§ Task prompt: Below are entries; write every one of them out again exactly.
↓↓↓
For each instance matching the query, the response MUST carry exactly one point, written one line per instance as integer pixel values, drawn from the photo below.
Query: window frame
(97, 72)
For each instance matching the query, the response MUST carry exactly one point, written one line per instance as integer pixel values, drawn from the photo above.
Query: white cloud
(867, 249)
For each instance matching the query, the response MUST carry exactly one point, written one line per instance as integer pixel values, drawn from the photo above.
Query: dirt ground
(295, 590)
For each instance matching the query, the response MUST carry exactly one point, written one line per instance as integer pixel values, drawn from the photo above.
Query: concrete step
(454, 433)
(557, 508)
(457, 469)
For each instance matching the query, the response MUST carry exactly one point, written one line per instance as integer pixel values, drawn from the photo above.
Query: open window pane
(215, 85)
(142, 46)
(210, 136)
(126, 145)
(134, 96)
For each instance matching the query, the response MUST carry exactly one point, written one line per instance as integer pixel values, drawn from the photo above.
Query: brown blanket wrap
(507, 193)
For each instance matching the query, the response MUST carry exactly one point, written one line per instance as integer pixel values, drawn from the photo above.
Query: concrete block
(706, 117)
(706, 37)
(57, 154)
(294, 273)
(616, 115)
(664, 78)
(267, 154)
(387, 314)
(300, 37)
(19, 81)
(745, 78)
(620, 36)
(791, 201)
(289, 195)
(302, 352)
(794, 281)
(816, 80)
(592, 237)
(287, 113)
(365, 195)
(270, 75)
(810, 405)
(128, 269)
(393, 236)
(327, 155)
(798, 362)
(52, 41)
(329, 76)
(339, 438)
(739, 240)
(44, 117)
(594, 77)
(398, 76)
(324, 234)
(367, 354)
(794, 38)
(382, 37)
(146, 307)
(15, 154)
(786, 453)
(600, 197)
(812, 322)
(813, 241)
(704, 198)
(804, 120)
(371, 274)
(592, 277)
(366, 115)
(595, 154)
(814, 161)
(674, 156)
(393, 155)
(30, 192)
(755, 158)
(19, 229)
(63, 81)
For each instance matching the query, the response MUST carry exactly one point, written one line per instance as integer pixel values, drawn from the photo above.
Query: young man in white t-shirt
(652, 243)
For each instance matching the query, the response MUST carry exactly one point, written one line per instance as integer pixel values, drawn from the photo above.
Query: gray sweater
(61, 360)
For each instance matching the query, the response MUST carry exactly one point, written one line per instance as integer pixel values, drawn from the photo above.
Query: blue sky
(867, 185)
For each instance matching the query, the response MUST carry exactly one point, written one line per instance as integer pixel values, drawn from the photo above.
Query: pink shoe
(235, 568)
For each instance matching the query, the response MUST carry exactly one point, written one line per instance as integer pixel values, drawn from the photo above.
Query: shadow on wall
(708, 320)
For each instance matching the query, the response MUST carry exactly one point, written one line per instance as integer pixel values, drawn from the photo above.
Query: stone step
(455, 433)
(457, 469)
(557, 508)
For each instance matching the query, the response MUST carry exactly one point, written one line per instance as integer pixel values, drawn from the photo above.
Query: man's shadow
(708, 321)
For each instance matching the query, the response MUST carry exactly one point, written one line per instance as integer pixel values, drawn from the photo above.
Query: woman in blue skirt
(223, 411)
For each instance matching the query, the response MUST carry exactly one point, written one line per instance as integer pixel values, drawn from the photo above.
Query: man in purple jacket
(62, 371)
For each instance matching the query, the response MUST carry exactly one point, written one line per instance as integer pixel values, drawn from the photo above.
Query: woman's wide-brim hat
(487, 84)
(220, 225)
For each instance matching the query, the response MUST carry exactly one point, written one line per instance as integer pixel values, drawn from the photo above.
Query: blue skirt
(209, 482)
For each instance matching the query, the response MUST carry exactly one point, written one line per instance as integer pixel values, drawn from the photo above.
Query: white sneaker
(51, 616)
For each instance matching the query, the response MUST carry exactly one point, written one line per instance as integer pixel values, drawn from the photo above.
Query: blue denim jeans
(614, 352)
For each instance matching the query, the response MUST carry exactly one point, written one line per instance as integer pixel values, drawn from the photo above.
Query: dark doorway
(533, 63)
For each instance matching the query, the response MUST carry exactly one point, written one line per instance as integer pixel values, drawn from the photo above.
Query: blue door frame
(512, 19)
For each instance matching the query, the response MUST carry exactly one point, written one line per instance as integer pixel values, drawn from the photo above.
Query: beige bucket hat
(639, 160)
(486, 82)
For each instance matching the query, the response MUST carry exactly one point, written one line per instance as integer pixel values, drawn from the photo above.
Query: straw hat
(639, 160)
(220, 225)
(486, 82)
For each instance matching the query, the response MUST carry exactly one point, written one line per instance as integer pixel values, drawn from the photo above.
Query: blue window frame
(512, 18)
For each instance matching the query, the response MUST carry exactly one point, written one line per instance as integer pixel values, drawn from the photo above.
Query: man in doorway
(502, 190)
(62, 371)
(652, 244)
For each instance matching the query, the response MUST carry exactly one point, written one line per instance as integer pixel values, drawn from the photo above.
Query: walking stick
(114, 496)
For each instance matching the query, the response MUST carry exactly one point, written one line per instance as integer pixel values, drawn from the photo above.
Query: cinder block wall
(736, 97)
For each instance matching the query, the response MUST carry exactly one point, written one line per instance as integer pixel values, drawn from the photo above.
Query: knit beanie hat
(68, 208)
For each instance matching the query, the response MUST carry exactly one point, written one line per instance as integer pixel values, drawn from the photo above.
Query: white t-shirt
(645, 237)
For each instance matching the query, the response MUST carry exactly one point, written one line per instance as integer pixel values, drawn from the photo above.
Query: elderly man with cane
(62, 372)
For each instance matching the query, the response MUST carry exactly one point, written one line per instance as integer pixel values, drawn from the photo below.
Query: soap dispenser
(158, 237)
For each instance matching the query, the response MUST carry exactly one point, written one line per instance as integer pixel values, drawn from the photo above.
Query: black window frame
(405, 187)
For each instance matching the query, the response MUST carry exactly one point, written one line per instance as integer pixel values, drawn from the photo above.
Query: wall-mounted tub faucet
↑↑↑
§ Solved exercise:
For each instance matching the query, the response MUST carry exactly one point, written one line per instance as integer pixel values, drawn from the photo below.
Query: window frame
(97, 72)
For each instance matching the query, the response MUST carry exactly one point, written one line per instance as integer pixel values, drawn from the photo above.
Query: white cloud
(867, 249)
For each instance matching the query, the response MUST carry exactly one point, written one line per instance as integer pixel values, drawn from the photo above.
Query: dirt ground
(295, 590)
For each instance matching the query, the response MUST carry exactly one point, written one line per instance as integer pixel values, drawn from the photo above.
Query: concrete step
(454, 433)
(557, 508)
(457, 469)
For each instance matching the query, the response MUST carry exactly one point, written one line per instance as integer pixel values, drawn from the photo above.
Query: open window pane
(215, 85)
(142, 46)
(210, 136)
(126, 145)
(134, 96)
For each instance matching the query, the response MUST carry exactly one point, written one line per instance as integer pixel values, drawn from the photo above.
Query: brown blanket wrap
(507, 193)
For each instance matching the query, the response MUST carry exactly one point, written one line per instance as integer pixel values, drawn from the photo above.
Query: concrete block
(706, 117)
(706, 37)
(57, 154)
(294, 273)
(616, 115)
(664, 78)
(267, 154)
(387, 314)
(300, 37)
(19, 81)
(745, 78)
(620, 36)
(791, 201)
(289, 195)
(302, 352)
(794, 281)
(816, 80)
(592, 237)
(287, 113)
(365, 195)
(270, 75)
(810, 405)
(128, 269)
(393, 236)
(327, 155)
(798, 362)
(52, 41)
(329, 76)
(339, 438)
(739, 240)
(44, 117)
(594, 77)
(398, 76)
(324, 234)
(367, 354)
(794, 38)
(382, 37)
(146, 307)
(15, 154)
(786, 453)
(600, 197)
(812, 322)
(813, 241)
(704, 198)
(804, 120)
(371, 274)
(592, 277)
(366, 115)
(595, 154)
(814, 161)
(674, 156)
(393, 155)
(30, 192)
(755, 158)
(19, 229)
(63, 81)
For each instance matching the query, the response MUST carry exactly one point, written one line per instance as integer pixel values, drawn from the photo above.
Query: young man in white t-shirt
(652, 243)
For each instance matching the query, the response MUST carry exactly one point, written one line per instance as integer pixel values, drawn from the photo above.
Query: gray sweater
(61, 360)
For each instance matching the query, the response MUST carry exactly one point, written one line per instance as integer pixel values, drawn from the photo above.
Query: blue sky
(867, 185)
For each instance matching the query, the response MUST carry exactly one point, written one line per instance as integer pixel values, drawn from the photo above.
Query: pink shoe
(235, 568)
For each instance matching the query, the response MUST carry exactly one point, written one line per instance as integer pixel values, drawn from the photo above.
Query: shadow on wall
(708, 320)
For each instance matching the query, the response MUST carry exactly one point, written one line per instance as integer pixel values, drawn from the photo above.
Query: stone step
(455, 433)
(457, 469)
(557, 508)
For each instance matching the query, the response MUST carry exactly one point, written one line per instance as integer pixel values, drawn from the photo above.
Query: man's shadow
(708, 321)
For each instance matching the query, the response MUST carry exactly one point, written one line per instance as integer pixel values, drawn from the photo above.
Query: woman in blue skirt
(223, 411)
For each instance matching the query, the response MUST carry exactly one point, written one line per instance as integer pixel values, drawn from the photo above.
Query: man in purple jacket
(62, 371)
For each instance matching the query, the response MUST carry exactly one point, written one line per instance as integer pixel values, drawn from the photo above.
Query: woman's wide-brim hat
(487, 84)
(220, 225)
For each instance matching the query, the response MUST carry exactly one point, written one line per instance as integer pixel values, drawn from the photo above.
Query: blue skirt
(209, 482)
For each instance matching the query, the response MUST carry exactly one point, written one line per instance as integer pixel values, drawn from the photo above.
Query: white sneaker
(51, 616)
For each instance matching the query, the response MUST carry exactly one point, written one line per instance as integer pixel values, drawn from the photo above.
Query: blue denim jeans
(614, 352)
For each instance matching the query, the response MUST carry exactly one point, written one line per instance as integer pixel values, drawn from the photo above.
Query: dark doorway
(533, 63)
For each instance matching the query, the response MUST carry exactly one point, written one line per instance as integer pixel values, drawn from the photo above.
Query: blue door frame
(512, 19)
For each instance matching the query, the response MUST carry exactly one point, written one line per instance as integer pixel values, drawn from the photo above.
Query: beige bucket hat
(639, 160)
(486, 82)
For each instance matching the query, the response MUST carry exactly one point, written one line per instance as integer pixel values, drawn from the photo above.
Query: straw hat
(639, 160)
(220, 225)
(486, 82)
For each instance matching the query, the response MUST carry exactly one point, written one line per instance as integer pixel values, drawn from the photo above.
Query: blue window frame
(512, 18)
For each instance matching the query, the response MUST carry exactly one point, written one line per instance as integer pixel values, drawn from the photo above.
Query: man in doorway
(502, 190)
(62, 371)
(652, 244)
For each instance matching the query, the response MUST carry exactly one point, written one line per instance as integer pixel values, drawn from the photo above.
Query: walking stick
(114, 496)
For each instance matching the query, the response MUST carry exactly one point, written one line per instance as integer pixel values, drawn from the photo above.
Query: cinder block wall
(736, 97)
For each instance matching the query, the response MUST carry exactly one point, written one line per instance as integer pixel values, drawn from the photo above.
Query: knit beanie hat
(68, 208)
For each instance matching the query, the response MUST carry exactly one point, written one line per instance as integer pixel values, drawn from the photo above.
Query: white t-shirt
(645, 237)
For each instance matching the query, the response MUST carry exactly one point, written one line per instance as integer pixel values, drawn from the photo above.
Query: elderly man with cane
(62, 372)
For each instance matching the query, the response MUST carry exactly one point, written one line per instance as integer pixel values, drawn from the photo below.
Query: soap dispenser
(158, 237)
For each instance matching the query, the response MUST carry exactly one point, written one line per instance as integer pixel values, drawn from the photo above.
Query: black window frame
(405, 187)
For each instance matching the query, the response MUST carry exactly one point, written one line per instance as integer pixel values, drawn from the photo above.
Query: wall-mounted tub faucet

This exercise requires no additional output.